━━━━━ Dataset entries

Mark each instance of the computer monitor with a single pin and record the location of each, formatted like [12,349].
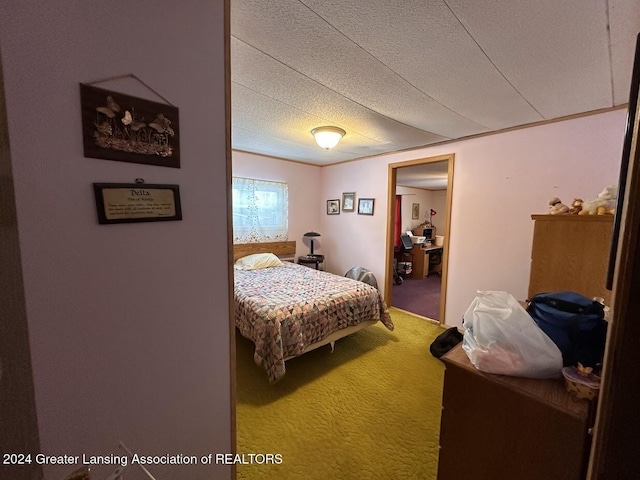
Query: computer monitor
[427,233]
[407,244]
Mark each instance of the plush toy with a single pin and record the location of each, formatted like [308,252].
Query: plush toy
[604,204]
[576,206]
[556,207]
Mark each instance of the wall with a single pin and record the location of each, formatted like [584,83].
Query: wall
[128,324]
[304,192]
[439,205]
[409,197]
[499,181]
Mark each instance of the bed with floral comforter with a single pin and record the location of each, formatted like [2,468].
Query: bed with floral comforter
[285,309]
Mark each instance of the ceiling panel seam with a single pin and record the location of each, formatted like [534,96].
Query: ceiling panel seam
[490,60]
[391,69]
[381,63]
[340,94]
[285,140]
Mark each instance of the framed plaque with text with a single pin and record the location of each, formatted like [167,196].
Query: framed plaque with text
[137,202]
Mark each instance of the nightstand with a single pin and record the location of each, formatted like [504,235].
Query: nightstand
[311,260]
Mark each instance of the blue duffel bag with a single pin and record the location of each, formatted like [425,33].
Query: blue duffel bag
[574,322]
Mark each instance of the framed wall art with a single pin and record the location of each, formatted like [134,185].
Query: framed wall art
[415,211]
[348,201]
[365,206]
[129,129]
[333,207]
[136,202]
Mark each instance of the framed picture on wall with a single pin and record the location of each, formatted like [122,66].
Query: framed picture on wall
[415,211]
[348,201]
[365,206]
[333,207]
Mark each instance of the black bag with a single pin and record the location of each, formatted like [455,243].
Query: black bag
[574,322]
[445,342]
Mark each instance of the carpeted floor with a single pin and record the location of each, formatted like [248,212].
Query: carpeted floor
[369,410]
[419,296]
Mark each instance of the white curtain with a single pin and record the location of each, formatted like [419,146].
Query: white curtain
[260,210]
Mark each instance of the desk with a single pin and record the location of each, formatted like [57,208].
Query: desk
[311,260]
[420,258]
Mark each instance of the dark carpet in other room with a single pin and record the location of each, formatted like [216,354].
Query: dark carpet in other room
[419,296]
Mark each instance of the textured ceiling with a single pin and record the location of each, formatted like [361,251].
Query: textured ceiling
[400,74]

━━━━━━━━━━
━━━━━ Dataset entries

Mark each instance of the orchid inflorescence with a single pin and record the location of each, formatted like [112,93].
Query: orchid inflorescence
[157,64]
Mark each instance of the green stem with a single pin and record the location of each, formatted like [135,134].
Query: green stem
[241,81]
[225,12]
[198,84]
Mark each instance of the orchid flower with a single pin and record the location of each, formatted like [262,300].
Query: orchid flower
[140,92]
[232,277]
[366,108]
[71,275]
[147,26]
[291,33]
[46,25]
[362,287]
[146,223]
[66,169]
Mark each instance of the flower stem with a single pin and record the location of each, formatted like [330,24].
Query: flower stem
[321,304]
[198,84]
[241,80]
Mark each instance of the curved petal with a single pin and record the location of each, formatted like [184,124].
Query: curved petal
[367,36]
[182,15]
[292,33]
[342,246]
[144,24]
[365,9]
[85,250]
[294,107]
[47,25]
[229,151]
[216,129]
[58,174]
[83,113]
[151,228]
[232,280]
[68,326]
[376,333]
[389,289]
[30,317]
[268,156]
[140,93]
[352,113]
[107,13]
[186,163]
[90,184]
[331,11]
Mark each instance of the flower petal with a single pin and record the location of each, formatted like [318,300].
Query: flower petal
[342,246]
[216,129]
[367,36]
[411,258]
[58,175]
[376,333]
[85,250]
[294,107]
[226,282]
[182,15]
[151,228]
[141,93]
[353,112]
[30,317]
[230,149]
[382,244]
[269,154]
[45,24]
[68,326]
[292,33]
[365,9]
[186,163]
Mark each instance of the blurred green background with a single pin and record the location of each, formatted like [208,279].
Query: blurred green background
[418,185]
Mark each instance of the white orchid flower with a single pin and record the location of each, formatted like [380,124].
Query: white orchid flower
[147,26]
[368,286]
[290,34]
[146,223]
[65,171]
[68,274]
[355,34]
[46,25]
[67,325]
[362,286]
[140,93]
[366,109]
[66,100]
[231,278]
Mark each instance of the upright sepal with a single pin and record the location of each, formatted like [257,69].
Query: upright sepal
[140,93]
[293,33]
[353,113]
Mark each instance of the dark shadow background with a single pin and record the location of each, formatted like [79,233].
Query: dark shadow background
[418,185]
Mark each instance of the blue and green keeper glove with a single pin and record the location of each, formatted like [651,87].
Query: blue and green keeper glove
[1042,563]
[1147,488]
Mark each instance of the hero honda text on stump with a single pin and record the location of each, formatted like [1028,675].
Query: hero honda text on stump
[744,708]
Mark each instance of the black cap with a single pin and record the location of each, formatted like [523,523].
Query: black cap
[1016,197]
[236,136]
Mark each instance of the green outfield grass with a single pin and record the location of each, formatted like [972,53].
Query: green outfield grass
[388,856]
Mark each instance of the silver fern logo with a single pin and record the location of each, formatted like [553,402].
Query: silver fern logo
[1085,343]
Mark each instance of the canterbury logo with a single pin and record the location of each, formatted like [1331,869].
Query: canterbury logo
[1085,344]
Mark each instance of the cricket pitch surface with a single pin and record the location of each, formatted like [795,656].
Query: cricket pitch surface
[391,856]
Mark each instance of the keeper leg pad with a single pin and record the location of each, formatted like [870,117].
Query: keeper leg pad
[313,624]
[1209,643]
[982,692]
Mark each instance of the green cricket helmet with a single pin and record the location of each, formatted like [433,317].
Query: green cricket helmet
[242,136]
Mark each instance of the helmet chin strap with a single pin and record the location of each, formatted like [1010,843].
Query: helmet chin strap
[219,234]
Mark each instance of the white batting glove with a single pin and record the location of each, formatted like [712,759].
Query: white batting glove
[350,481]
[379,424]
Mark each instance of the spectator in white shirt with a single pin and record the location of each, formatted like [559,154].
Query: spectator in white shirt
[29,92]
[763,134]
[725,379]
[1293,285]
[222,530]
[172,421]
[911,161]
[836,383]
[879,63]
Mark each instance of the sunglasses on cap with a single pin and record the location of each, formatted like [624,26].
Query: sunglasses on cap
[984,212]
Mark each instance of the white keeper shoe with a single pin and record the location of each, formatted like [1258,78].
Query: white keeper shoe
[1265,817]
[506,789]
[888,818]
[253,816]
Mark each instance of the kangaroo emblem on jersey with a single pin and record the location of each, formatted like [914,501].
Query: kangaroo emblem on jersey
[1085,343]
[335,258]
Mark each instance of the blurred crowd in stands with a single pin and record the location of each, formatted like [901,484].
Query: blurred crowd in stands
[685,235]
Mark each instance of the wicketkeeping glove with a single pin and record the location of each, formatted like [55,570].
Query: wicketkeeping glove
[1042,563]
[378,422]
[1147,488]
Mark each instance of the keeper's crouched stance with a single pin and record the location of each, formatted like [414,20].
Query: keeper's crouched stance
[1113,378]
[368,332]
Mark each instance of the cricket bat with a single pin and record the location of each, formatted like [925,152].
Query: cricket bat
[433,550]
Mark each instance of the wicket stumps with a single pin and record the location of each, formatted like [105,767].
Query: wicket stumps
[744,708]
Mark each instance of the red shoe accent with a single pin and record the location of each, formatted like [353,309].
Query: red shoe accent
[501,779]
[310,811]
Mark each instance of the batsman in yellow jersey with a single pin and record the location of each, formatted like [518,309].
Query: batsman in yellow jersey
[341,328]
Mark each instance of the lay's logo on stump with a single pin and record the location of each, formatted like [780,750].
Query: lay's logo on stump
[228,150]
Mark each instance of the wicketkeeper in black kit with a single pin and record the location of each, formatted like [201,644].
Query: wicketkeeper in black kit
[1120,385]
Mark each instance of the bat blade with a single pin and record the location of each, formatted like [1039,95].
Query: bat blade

━━━━━━━━━━

> **Task details**
Could you copy every line in the records that holds "blade"?

> **Solution for this problem**
Mark each instance of the bat blade with a single pin and record the location of each, formatted like [1039,95].
Query: bat blade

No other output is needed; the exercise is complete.